§ **WHAT TO WORK ON**:
Take the line holding "For every instance of the cliff" as the first line of the answer and the last line of the listing as its end; retype everything between exactly.

§ **ENTRIES SUPPLIED**:
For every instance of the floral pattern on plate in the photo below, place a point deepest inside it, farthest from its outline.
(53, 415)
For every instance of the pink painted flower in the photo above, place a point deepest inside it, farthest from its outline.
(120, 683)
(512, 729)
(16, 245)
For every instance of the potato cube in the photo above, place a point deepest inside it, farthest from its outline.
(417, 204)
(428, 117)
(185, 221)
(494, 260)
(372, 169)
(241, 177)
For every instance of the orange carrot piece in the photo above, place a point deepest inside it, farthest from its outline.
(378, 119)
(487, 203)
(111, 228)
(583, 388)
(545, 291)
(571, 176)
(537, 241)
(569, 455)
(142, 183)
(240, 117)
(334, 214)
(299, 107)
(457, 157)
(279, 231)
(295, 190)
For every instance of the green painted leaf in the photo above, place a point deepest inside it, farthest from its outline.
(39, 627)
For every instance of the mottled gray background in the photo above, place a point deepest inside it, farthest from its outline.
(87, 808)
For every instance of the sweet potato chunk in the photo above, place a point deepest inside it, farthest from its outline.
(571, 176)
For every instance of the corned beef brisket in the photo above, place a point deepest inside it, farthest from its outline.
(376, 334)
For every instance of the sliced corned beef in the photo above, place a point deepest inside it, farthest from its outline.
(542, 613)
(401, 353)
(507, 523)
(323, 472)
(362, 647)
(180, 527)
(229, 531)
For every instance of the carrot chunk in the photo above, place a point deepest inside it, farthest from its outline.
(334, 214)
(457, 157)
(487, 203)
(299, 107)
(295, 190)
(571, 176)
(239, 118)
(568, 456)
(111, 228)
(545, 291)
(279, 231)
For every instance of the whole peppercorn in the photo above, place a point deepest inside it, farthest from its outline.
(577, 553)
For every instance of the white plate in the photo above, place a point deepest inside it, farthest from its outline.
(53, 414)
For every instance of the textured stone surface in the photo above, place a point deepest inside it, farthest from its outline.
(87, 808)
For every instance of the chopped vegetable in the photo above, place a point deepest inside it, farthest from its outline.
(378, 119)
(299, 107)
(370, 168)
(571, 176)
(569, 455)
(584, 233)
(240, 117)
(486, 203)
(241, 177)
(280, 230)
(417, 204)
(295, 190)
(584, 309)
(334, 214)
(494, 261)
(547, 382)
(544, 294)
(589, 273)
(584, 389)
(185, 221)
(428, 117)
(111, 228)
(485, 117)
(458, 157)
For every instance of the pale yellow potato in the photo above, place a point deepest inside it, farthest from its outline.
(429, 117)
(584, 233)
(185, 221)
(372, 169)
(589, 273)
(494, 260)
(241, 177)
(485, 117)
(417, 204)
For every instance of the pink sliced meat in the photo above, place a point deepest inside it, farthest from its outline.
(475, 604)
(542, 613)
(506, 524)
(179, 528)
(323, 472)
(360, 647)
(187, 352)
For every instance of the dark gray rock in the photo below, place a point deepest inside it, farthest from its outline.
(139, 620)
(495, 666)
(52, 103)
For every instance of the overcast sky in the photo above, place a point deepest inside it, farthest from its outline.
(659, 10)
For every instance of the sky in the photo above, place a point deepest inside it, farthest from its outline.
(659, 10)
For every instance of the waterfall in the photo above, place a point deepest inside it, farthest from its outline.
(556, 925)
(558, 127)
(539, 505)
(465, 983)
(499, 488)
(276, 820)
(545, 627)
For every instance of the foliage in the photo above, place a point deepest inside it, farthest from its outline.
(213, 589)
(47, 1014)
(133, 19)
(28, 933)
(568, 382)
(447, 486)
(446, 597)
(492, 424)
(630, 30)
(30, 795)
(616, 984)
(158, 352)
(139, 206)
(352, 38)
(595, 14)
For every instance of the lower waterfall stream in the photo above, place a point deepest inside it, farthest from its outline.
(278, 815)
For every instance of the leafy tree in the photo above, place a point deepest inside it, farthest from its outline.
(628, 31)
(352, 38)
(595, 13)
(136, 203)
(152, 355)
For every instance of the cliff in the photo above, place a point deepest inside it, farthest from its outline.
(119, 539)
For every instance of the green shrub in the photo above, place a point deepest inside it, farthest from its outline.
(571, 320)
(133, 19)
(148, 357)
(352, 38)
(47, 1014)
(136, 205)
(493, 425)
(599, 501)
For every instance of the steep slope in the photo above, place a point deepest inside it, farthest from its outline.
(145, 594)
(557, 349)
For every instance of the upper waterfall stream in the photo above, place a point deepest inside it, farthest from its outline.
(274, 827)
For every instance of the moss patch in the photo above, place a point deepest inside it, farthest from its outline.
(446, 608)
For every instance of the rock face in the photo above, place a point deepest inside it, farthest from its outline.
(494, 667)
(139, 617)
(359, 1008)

§ **TASK RESPONSE**:
For every instance of the cliff in the photo above, place a point deepest inside it, farthest from its outline.
(119, 539)
For every instance of the green shrub in the photo above, place a point deepest inside it, farthest from its outline.
(571, 320)
(133, 19)
(148, 357)
(352, 38)
(47, 1014)
(136, 205)
(493, 425)
(599, 501)
For every instance of the steep slope in the photo above, place a point deepest inside it, farthest from its outline.
(145, 594)
(557, 349)
For every instance of the upper waterfall stream in the photo above, place a point deepest inside it, farthest from its outline.
(274, 827)
For every instance of the moss patch in the photo above, place a point deepest inside it, farthest from its outline.
(446, 608)
For every instance of the rock face in the photo above, place a point deepest inside it, farthest from its outline.
(494, 667)
(139, 617)
(359, 1008)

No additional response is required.